[Referring expression pointing data]
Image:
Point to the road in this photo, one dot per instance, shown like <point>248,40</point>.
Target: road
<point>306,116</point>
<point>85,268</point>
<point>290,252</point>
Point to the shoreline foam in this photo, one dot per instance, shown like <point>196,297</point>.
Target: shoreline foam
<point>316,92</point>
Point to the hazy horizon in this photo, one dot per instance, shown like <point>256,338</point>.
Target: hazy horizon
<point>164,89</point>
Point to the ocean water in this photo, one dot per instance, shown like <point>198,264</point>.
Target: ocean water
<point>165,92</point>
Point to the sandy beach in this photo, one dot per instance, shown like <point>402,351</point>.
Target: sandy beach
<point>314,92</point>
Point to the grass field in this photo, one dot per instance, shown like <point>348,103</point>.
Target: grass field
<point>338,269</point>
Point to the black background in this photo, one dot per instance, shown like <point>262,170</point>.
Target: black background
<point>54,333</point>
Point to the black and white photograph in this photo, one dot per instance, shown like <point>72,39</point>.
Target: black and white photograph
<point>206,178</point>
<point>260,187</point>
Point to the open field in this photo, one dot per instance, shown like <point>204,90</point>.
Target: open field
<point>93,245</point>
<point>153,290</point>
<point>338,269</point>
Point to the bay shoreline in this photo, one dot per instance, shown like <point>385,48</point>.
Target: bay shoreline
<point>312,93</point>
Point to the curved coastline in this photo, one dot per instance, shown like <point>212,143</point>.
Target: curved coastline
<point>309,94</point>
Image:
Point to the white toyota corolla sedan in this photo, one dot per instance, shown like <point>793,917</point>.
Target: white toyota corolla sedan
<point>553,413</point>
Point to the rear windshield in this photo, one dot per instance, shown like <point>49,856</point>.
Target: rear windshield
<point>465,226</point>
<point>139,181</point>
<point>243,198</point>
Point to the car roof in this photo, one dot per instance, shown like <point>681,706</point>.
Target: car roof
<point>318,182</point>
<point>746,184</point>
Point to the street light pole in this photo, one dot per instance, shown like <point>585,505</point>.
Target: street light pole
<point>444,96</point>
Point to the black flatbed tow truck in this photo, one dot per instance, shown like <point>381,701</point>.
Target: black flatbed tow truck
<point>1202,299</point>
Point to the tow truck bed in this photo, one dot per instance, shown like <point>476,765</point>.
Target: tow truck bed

* **Action item**
Would you please write out all the entries exactly?

* **Solution to this problem**
Image:
Point to the road in this photo, one dot per instance, shown like <point>248,40</point>.
Target: road
<point>306,116</point>
<point>85,268</point>
<point>290,252</point>
Point to the shoreline foam in this photo, one dot per instance, shown like <point>196,297</point>.
Target: shoreline foam
<point>316,92</point>
Point to the hazy horizon in this photo, one dot per instance, shown like <point>256,338</point>.
Target: hazy horizon
<point>164,89</point>
Point to the ocean water in this photo, one dot per instance, shown like <point>198,264</point>.
Target: ocean water
<point>165,92</point>
Point to the sandy beach in this photo, one dot per instance, shown like <point>402,351</point>.
Target: sandy beach
<point>314,92</point>
Point to the grass field in this photo, one dot per instance, shown like <point>348,103</point>.
Target: grass field
<point>338,269</point>
Point to the black background in this photo, one dot per instance, shown like <point>262,170</point>.
Target: black background
<point>54,333</point>
Point to the black and white photograph in this photo, one dot per instance, shown like <point>72,39</point>.
Target: black and white photograph
<point>206,178</point>
<point>260,187</point>
Point to the open field in this photo, one dot per instance, shown like <point>204,90</point>.
Target: open field
<point>93,245</point>
<point>153,290</point>
<point>338,269</point>
Point to the bay shoreline in this photo, one dot per instance, shown like <point>385,48</point>.
Target: bay shoreline
<point>312,93</point>
Point to the curved coastline in this photo, one dot per instance, shown like <point>212,143</point>.
Target: curved coastline
<point>309,94</point>
Image:
Point to the white toyota corolla sedan in this photo, one dot per instance, shown like <point>793,917</point>.
Target: white toyota corolla sedan
<point>553,413</point>
Point to the rear windshield in this photo, one dot per instance, shown like <point>49,856</point>.
Target: rear windshield
<point>465,226</point>
<point>139,181</point>
<point>243,198</point>
Point to the car roof in this photo, one dot per instance, shown like <point>681,706</point>.
Target: car roof
<point>318,182</point>
<point>746,184</point>
Point to the street light pole in this photo, one dot per instance, shown like <point>585,505</point>.
Target: street light pole
<point>444,96</point>
Point to the black flatbed tow truck in this photo, one dot per instance, shown like <point>381,701</point>.
Target: black flatbed tow truck
<point>1202,299</point>
Point to the tow truck bed in this photo, one dot per instance, shown like <point>476,765</point>.
Target: tow truck bed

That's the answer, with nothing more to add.